- Task brief -
Return everything from "Like inside the" down to "have been helpful." in the passage on health care cash card programs, copied word for word.

- Page text -
Start of Block
We’re seeing a ton of progress there on driving more consumer choice at the point of care and throughout the patient experience. There’s more acceptance of just “that’s the way that is.” Some of those things are not necessarily our business so this is me commenting on industry generally. There’s things like integrated cash card programs that are being adopted by some of those people that you’ve mentioned that take insurance benefits and cash pay and start to compare those things, which is kind of the way it should work.
Like inside the deductible, you’re more often than not having to pay out of pocket. The in-network negotiated price list was intended to do a calculation to come up with a co-insurance number, not intended as the cash price. That has created the opportunity for these cash card programs and discount card programs. The integration of the benefit design and cash options is happening. Some of the regulations that relieve the restrictions that some pharmacies have on guiding on that have been helpful.
There’s plenty of plenty of places to make progress. If I were president of the universe today and could make the consolidation different, would I? Maybe. But we have to stand to where we are and make progress in the environment in which we exist. There’s lots of problems to solve for patients and plan sponsors in today’s environment.
What is the company’s strategy for the next few years?
End of Block
- Provided data -
Start of Block
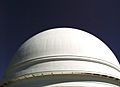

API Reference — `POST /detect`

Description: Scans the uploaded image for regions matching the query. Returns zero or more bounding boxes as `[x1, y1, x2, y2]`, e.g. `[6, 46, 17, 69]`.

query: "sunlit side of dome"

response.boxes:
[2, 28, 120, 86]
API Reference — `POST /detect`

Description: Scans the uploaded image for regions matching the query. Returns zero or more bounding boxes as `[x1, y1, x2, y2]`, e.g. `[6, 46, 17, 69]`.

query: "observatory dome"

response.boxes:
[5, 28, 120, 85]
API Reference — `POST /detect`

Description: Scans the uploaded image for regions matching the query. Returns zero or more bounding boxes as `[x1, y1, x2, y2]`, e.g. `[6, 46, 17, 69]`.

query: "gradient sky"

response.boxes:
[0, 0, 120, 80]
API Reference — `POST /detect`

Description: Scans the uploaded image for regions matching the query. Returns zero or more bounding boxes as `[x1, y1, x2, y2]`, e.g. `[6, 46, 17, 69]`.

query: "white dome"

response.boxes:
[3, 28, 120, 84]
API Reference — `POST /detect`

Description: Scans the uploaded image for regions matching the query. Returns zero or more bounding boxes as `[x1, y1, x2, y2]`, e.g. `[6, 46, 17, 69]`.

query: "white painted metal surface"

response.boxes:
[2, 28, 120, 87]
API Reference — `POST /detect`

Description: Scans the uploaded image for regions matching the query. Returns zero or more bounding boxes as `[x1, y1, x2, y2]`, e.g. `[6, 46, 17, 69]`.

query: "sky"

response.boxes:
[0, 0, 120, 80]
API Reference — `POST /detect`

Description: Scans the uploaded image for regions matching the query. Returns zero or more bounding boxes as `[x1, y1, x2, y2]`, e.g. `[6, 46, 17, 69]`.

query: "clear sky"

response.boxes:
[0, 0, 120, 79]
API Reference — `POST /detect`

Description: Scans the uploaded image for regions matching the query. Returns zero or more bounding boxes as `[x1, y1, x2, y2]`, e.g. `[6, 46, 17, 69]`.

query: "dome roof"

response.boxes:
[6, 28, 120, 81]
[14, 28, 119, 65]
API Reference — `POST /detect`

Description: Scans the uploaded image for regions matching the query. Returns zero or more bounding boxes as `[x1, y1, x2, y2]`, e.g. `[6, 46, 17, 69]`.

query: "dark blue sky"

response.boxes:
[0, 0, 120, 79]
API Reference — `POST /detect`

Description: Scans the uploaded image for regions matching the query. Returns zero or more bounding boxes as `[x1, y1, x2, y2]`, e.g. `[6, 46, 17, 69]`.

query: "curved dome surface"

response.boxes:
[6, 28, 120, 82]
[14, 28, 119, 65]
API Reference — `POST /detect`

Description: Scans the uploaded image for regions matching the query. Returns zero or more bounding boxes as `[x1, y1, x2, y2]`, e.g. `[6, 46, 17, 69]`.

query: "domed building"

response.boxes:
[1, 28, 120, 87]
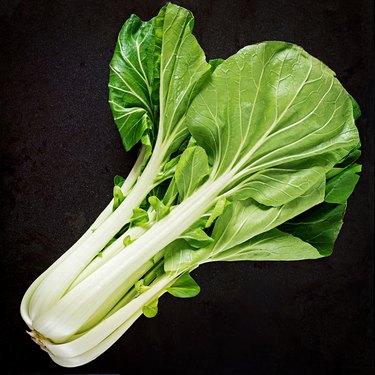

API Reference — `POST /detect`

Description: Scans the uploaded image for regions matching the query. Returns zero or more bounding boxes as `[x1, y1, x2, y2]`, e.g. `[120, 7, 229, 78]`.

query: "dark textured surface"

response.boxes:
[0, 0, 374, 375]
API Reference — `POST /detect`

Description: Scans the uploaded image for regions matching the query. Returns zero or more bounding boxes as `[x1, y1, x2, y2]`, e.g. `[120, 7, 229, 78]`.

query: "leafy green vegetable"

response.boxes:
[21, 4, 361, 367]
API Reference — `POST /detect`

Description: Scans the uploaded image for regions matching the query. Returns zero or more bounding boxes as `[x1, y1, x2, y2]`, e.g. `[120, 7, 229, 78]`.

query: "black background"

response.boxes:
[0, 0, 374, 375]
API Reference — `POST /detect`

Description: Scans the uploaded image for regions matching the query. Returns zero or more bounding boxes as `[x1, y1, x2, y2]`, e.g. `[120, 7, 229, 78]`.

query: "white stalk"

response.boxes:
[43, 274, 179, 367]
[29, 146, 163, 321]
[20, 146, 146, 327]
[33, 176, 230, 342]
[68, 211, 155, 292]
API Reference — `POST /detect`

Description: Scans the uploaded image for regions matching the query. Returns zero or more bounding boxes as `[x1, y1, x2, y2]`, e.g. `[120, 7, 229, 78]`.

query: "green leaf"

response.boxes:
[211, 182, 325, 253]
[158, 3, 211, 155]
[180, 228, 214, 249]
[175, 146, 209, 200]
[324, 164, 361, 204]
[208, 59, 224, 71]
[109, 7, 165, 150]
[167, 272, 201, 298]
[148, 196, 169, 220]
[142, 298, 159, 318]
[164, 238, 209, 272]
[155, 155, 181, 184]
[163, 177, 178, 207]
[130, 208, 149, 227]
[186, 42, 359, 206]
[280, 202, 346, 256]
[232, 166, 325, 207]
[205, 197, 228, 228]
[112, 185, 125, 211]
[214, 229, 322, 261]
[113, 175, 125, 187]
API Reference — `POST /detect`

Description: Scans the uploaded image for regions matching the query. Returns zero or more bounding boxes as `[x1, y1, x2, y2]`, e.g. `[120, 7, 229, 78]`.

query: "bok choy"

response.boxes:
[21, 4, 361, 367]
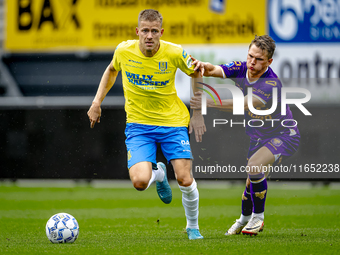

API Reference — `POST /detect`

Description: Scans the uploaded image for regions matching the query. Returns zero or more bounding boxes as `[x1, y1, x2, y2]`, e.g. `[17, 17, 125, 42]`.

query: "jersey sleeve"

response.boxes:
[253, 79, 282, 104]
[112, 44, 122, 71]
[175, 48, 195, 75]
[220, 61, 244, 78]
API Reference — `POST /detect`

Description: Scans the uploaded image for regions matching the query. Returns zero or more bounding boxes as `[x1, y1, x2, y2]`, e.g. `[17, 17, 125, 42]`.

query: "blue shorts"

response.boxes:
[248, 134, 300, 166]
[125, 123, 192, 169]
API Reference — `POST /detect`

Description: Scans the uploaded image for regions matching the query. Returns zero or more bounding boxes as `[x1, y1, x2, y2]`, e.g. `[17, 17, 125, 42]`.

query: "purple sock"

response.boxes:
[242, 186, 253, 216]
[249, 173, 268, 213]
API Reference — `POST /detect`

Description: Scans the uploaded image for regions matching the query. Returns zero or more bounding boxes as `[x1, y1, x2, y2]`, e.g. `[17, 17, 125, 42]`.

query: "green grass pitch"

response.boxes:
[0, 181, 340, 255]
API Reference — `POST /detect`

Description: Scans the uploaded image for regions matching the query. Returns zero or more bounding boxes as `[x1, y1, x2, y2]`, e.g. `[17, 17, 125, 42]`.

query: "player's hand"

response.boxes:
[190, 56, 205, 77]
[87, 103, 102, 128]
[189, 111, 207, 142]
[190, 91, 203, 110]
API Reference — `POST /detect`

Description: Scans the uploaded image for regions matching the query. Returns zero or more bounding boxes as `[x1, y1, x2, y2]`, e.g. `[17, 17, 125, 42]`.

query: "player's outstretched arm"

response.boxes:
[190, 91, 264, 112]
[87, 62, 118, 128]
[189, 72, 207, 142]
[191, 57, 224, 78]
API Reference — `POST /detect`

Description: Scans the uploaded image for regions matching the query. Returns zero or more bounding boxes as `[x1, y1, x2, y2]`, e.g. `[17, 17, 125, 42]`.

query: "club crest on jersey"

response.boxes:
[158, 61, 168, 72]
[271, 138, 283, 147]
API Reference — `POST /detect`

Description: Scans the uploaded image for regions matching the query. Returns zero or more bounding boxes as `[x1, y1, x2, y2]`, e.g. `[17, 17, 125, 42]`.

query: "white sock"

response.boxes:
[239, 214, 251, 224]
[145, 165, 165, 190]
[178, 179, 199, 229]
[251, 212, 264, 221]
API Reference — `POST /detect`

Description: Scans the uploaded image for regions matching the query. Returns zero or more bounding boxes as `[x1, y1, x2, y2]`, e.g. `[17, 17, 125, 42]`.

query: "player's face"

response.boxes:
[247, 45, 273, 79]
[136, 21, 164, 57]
End of Block
- Solution to the exercise -
Like inside the deductible, you’re more often than not having to pay out of pocket. The in-network negotiated price list was intended to do a calculation to come up with a co-insurance number, not intended as the cash price. That has created the opportunity for these cash card programs and discount card programs. The integration of the benefit design and cash options is happening. Some of the regulations that relieve the restrictions that some pharmacies have on guiding on that have been helpful.